● AIM OF THE TASK: Could you set down the listing below exactly and omit its images?

BEGIN GIVEN RECORDS

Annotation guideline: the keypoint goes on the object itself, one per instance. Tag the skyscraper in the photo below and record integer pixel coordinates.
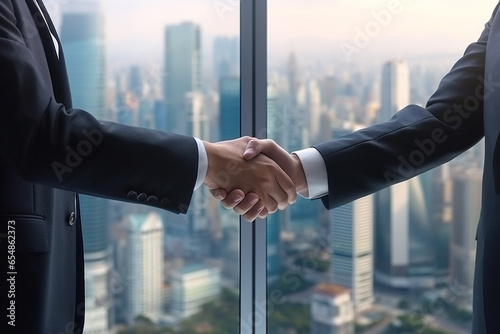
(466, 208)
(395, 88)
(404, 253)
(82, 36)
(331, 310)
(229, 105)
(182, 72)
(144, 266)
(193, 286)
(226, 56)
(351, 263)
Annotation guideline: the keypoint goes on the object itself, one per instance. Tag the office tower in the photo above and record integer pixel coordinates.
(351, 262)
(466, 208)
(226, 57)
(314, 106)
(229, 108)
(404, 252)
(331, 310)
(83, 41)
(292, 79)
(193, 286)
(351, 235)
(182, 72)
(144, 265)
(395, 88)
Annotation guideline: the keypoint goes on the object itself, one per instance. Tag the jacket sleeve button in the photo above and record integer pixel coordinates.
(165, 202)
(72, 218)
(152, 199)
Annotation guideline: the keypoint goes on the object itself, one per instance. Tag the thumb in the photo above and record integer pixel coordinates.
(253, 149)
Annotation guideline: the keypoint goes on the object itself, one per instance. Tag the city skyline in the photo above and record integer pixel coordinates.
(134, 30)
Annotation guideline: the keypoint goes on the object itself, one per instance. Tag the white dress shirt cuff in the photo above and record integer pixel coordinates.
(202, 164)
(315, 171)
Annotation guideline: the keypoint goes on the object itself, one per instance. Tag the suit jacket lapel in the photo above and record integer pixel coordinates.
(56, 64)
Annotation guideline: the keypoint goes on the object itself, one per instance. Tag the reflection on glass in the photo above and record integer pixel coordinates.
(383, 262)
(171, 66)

END GIVEN RECORDS

● OUTPUT FOR THIS TASK:
Annotation guideline: the keypoint goes on the object itself, one per instance. Tag the skyscraper in the photo below and record integer pixel coordinates.
(466, 208)
(395, 88)
(404, 253)
(82, 36)
(331, 310)
(229, 105)
(182, 72)
(144, 266)
(193, 286)
(226, 56)
(351, 263)
Annotation guideline: the keypoint goes on the object itself, one per instance. Tag the office tower in the photo above and record integer pixel coordinates.
(351, 262)
(466, 208)
(226, 57)
(314, 106)
(229, 108)
(404, 252)
(331, 310)
(83, 41)
(292, 79)
(193, 286)
(351, 235)
(182, 72)
(144, 265)
(395, 88)
Annotation guideline: the keypoint goes on the object itself, one per instance. Tag the jacket sleeve button in the photo above and record integer pixel coordinates.
(165, 202)
(72, 218)
(152, 199)
Annotation guideline: the keypoint goes on the object itself, one per instance. Tag the thumb in the photo above and record integer pixel coordinates.
(253, 149)
Annotation guideline: the keypoint goes on the object itself, one per instance. Tag the city skyline in the photo above and record integer pixel coordinates.
(134, 30)
Annotation guideline: the keypoint goes on the object itself, one per instance. Tag the white dress shirt cuff in the photo above and record integer pixel coordinates.
(202, 164)
(315, 171)
Annotation guideline: the keypoint goes on the object itself, one per instance. Tag the suit jacket lapel in the photo above and record integer pixel coordinates.
(56, 64)
Annotation guideline: the keypoint goes on the object itself, one per instance. Tag the reflection on glass in the photo above and record integer pixel coordinates.
(383, 262)
(171, 66)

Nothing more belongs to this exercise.